=== Extracted information ===
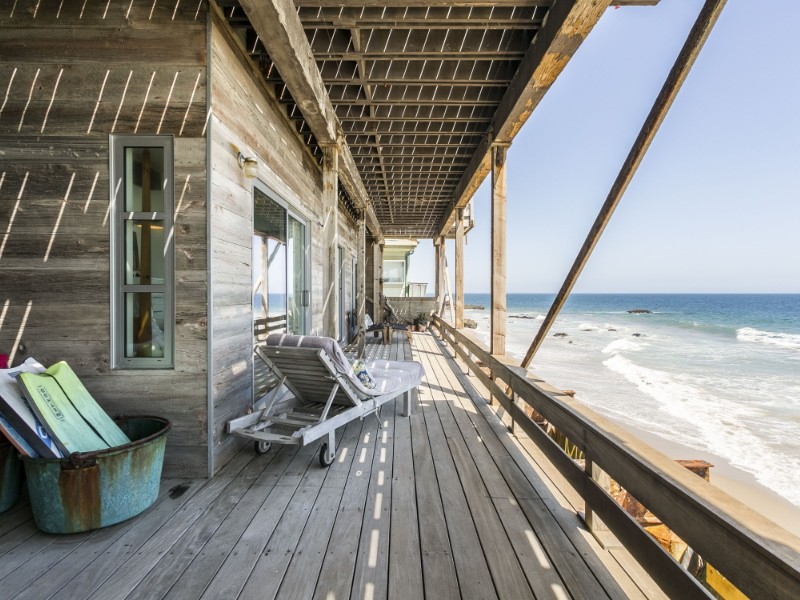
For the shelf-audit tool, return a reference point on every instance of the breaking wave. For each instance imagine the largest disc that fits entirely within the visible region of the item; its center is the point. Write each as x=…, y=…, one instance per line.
x=782, y=340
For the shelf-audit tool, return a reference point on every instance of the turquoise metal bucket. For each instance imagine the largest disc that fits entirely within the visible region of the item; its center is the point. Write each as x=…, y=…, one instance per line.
x=90, y=490
x=10, y=475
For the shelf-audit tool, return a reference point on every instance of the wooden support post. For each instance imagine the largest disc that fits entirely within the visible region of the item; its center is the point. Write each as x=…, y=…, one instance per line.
===
What the task asks. Give the data above again exactly. Leave the pictures out.

Solution below.
For the shelf-audit tool, return a reference point on every instance of the breaking wave. For each instance imagine the largest disc that fits entirely within the visible region of the item; its center is the point. Write each as x=…, y=…, one instance per line.
x=782, y=340
For the shelf-audit tool, return a reference point on every instance of the turquoise metal bucket. For each instance imagine the largest disc that fits entirely within the visible region of the item; its center is the point. Write each as x=…, y=…, one instance per line.
x=90, y=490
x=10, y=475
For the shelf-audit tool, return a reference point on every instance of the wooden support post. For each instance imagine the largest disc that fits entirely within the visible region of the item; its center is the point. Write each as x=…, y=…, one instance per line.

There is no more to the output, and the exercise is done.